- **ASSIGNED TASK**: A complete, exact retyping of the data below is required.
====================
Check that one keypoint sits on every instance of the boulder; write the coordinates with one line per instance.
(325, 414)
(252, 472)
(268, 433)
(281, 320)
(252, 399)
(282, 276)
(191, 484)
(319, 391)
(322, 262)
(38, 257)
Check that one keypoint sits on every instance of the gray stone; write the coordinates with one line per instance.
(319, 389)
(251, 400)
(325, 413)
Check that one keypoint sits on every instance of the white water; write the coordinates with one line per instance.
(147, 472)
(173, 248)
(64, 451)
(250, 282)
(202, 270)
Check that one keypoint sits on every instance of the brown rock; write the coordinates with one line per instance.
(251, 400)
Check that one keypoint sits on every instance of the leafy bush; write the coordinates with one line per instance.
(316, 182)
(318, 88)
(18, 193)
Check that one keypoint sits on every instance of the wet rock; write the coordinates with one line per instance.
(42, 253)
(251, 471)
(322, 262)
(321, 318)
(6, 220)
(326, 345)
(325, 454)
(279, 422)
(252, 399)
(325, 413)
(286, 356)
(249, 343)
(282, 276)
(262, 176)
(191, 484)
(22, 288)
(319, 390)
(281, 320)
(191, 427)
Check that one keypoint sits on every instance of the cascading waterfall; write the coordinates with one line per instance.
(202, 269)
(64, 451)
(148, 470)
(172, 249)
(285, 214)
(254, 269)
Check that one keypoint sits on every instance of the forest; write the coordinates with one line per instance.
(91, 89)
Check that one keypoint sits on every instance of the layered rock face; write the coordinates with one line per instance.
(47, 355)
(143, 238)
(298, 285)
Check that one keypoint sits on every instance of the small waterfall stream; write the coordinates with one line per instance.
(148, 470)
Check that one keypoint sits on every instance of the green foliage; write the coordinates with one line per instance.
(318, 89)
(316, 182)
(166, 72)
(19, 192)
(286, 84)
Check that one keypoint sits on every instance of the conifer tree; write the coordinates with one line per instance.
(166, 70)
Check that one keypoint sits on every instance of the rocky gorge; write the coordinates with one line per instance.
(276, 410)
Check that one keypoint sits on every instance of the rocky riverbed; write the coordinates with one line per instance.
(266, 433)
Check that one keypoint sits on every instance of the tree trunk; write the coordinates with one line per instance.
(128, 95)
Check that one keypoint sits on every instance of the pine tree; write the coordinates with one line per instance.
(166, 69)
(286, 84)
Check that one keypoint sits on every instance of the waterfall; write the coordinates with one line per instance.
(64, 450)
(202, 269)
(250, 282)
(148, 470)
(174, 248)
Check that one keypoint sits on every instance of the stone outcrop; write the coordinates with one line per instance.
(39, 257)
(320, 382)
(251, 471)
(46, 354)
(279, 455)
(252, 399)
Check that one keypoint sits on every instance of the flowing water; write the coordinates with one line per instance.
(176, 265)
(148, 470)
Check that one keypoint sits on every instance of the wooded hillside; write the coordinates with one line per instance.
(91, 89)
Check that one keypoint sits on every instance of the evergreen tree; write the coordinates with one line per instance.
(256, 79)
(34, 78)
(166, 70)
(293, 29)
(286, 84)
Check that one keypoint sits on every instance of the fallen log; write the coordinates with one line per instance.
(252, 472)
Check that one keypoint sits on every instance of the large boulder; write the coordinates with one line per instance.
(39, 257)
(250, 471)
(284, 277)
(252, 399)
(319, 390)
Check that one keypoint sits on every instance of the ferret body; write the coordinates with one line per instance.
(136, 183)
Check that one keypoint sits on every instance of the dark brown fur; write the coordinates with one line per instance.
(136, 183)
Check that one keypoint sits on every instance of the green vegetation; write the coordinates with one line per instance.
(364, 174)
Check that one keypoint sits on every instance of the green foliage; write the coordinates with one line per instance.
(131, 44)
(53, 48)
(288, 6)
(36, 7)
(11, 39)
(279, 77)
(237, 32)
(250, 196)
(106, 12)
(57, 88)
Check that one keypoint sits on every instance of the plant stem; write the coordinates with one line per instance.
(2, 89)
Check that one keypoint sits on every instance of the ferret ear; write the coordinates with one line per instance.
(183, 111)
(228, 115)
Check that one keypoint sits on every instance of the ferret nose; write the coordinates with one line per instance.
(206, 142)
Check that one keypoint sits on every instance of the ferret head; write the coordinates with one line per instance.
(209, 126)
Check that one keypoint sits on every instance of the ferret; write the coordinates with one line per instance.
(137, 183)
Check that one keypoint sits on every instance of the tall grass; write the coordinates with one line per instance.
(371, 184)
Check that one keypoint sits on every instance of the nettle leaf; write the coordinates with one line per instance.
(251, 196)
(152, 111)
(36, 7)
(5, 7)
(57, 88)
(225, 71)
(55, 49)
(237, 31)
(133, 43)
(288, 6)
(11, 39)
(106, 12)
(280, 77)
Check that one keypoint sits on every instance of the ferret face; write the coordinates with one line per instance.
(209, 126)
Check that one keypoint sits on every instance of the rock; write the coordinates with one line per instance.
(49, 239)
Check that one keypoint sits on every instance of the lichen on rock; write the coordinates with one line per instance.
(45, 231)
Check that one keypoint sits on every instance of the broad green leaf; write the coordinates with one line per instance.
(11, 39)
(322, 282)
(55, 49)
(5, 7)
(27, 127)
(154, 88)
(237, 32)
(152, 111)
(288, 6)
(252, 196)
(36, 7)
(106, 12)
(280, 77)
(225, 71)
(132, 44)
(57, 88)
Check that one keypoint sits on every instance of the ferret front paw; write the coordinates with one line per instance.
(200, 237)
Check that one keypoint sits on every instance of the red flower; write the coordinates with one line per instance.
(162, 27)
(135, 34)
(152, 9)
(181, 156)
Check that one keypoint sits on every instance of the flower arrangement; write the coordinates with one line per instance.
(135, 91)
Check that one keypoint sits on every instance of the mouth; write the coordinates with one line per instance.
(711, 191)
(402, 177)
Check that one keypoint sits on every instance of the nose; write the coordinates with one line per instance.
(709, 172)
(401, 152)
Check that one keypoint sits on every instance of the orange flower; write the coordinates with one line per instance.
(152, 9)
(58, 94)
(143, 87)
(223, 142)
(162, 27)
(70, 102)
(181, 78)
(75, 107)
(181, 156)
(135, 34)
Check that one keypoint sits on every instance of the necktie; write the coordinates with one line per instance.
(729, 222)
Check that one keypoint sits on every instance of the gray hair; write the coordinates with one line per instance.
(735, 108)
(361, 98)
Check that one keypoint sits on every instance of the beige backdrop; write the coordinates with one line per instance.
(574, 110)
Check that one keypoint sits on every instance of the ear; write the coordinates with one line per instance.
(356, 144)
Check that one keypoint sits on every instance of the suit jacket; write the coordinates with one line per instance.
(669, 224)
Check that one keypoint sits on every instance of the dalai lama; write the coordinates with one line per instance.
====================
- **TASK ANSWER**:
Check that one keypoint sits on every instance of the boulder; write the coordinates with one line per instance.
(325, 414)
(252, 472)
(268, 433)
(281, 320)
(252, 399)
(282, 276)
(191, 484)
(319, 391)
(322, 262)
(38, 257)
Check that one keypoint sits on every instance of the gray stone; write the coordinates with one line per instance.
(319, 389)
(251, 400)
(325, 413)
Check that one keypoint sits on every instance of the white water; write the coordinates with one line per instance.
(147, 472)
(173, 248)
(64, 451)
(250, 282)
(202, 270)
Check that one keypoint sits on every instance of the brown rock; write the coordinates with one line per instance.
(251, 400)
Check that one keypoint sits on every instance of the leafy bush; write the coordinates with one line per instance.
(316, 182)
(318, 88)
(18, 193)
Check that one keypoint sits on every instance of the wet rock; write the coordinates with one line per instance.
(42, 253)
(251, 471)
(322, 262)
(321, 318)
(6, 220)
(326, 345)
(325, 454)
(279, 422)
(252, 399)
(325, 413)
(286, 356)
(249, 343)
(282, 276)
(262, 176)
(191, 484)
(22, 288)
(319, 390)
(281, 320)
(191, 427)
Check that one keypoint sits on every instance of the cascading waterfall; write the coordinates with one line per instance.
(202, 269)
(64, 451)
(148, 470)
(172, 249)
(285, 214)
(254, 269)
Check that one keypoint sits on every instance of the forest; write the coordinates with one line per instance.
(91, 89)
Check that one keypoint sits on every instance of the layered rock face; write the coordinates with one line per instance.
(47, 355)
(143, 238)
(298, 285)
Check that one keypoint sits on every instance of the small waterfall stream; write the coordinates with one line per instance.
(148, 470)
Check that one keypoint sits on every instance of the green foliage; write the coordinates with one line per instance.
(318, 89)
(316, 182)
(166, 72)
(19, 192)
(286, 84)
Check that one keypoint sits on every instance of the conifer tree; write the coordinates with one line per instance.
(166, 70)
Check that one keypoint sits on every instance of the rocky gorge; write the coordinates with one line per instance.
(276, 410)
Check that one keypoint sits on every instance of the rocky riverbed; write the coordinates with one line per instance.
(266, 433)
Check that one keypoint sits on every instance of the tree trunk; write the coordinates with one line per instance.
(128, 95)
Check that one keypoint sits on every instance of the pine tree; write the coordinates with one line per instance.
(166, 69)
(286, 84)
Check that one keypoint sits on every instance of the waterfall; write the coordinates with one line per instance.
(64, 450)
(202, 269)
(250, 282)
(148, 470)
(174, 248)
Check that one keypoint sits on every instance of the stone outcrop; write the coordinates with one line per instance.
(39, 257)
(320, 382)
(251, 471)
(46, 354)
(279, 455)
(252, 399)
Check that one keypoint sits on every instance of the flowing water; write the coordinates with one line per instance.
(176, 265)
(148, 470)
Check that one keypoint sits on every instance of the wooded hillside; write the coordinates with one line per instance.
(91, 89)
Check that one keypoint sits on every instance of the evergreen tree; write the coordinates with one line per instance.
(256, 79)
(34, 78)
(166, 70)
(293, 29)
(286, 84)
Check that one keypoint sits on every instance of the fallen log; write the coordinates with one line per instance.
(252, 472)
Check that one keypoint sits on every instance of the large boulder; write the coordinates with one line per instance.
(39, 257)
(250, 471)
(284, 277)
(252, 399)
(319, 390)
Check that one keypoint sits on every instance of the ferret body; write the coordinates with one line per instance.
(136, 183)
Check that one keypoint sits on every instance of the dark brown fur; write the coordinates with one line per instance.
(136, 183)
Check that one keypoint sits on every instance of the green vegetation; write the coordinates with one line per instance.
(364, 174)
Check that one keypoint sits on every instance of the green foliage; write the coordinates with one line per instance.
(131, 44)
(53, 48)
(288, 6)
(36, 7)
(11, 39)
(279, 77)
(237, 32)
(250, 196)
(106, 12)
(57, 88)
Check that one keypoint sits on every instance of the plant stem; write the coordinates with one line per instance.
(2, 89)
Check that one keypoint sits on every instance of the ferret ear; write the coordinates with one line per instance.
(183, 111)
(228, 115)
Check that one keypoint sits on every instance of the ferret nose; write the coordinates with one line per instance.
(206, 142)
Check that one keypoint sits on every instance of the ferret head; write the coordinates with one line per instance.
(209, 126)
Check that one keypoint sits on every instance of the ferret; write the coordinates with one line per instance.
(137, 183)
Check that one keypoint sits on every instance of the tall grass; write the coordinates with one line per instance.
(371, 184)
Check that one keypoint sits on every instance of the nettle leaf; write the coordinates with one line per instance.
(251, 196)
(152, 111)
(36, 7)
(5, 7)
(57, 88)
(225, 71)
(55, 49)
(237, 31)
(133, 43)
(288, 6)
(11, 39)
(106, 12)
(280, 77)
Check that one keypoint sits on every instance of the ferret face; write the coordinates with one line per instance.
(209, 126)
Check that one keypoint sits on every instance of the rock; write the coordinates with one line per instance.
(49, 239)
Check that one keypoint sits on every instance of the lichen on rock; write the coordinates with one line per instance.
(45, 231)
Check that one keypoint sits on every instance of the broad green leaf; write the coordinates with one line per instance.
(11, 39)
(322, 282)
(55, 49)
(5, 7)
(27, 127)
(154, 88)
(237, 32)
(152, 111)
(288, 6)
(252, 196)
(36, 7)
(106, 12)
(280, 77)
(225, 71)
(132, 44)
(57, 88)
Check that one keypoint sits on every instance of the ferret front paw; write the coordinates with one line per instance.
(200, 237)
Check that one keypoint sits on every instance of the red flower; write the coordinates with one line per instance.
(162, 27)
(135, 34)
(152, 9)
(181, 156)
Check that one keypoint sits on every instance of the flower arrangement; write the coordinates with one line per instance.
(135, 91)
Check that one keypoint sits on every instance of the mouth; write the coordinates with one line per instance.
(711, 191)
(402, 177)
Check that one keypoint sits on every instance of the nose; write the coordinates with one line per instance.
(709, 172)
(401, 152)
Check that one keypoint sits on every instance of the orange flower; write the coordinates with one line per instance.
(152, 9)
(58, 94)
(143, 87)
(223, 142)
(162, 27)
(70, 102)
(181, 78)
(75, 107)
(181, 156)
(135, 34)
Check that one keypoint sits on every instance of the necktie; write the coordinates with one line per instance.
(729, 222)
Check that one keypoint sits on every instance of the gray hair; write the coordinates with one line per instance.
(735, 108)
(361, 98)
Check that one keypoint sits on every instance of the beige backdrop; write the coordinates with one line per instance.
(574, 110)
Check that one keypoint sits on every instance of the ear; write the coordinates with one line per instance.
(356, 144)
Check that one keypoint sits on every instance of the suit jacket; write the coordinates with one line per instance.
(669, 224)
Check that one keypoint sits on every instance of the dalai lama; write the coordinates with one line per instance.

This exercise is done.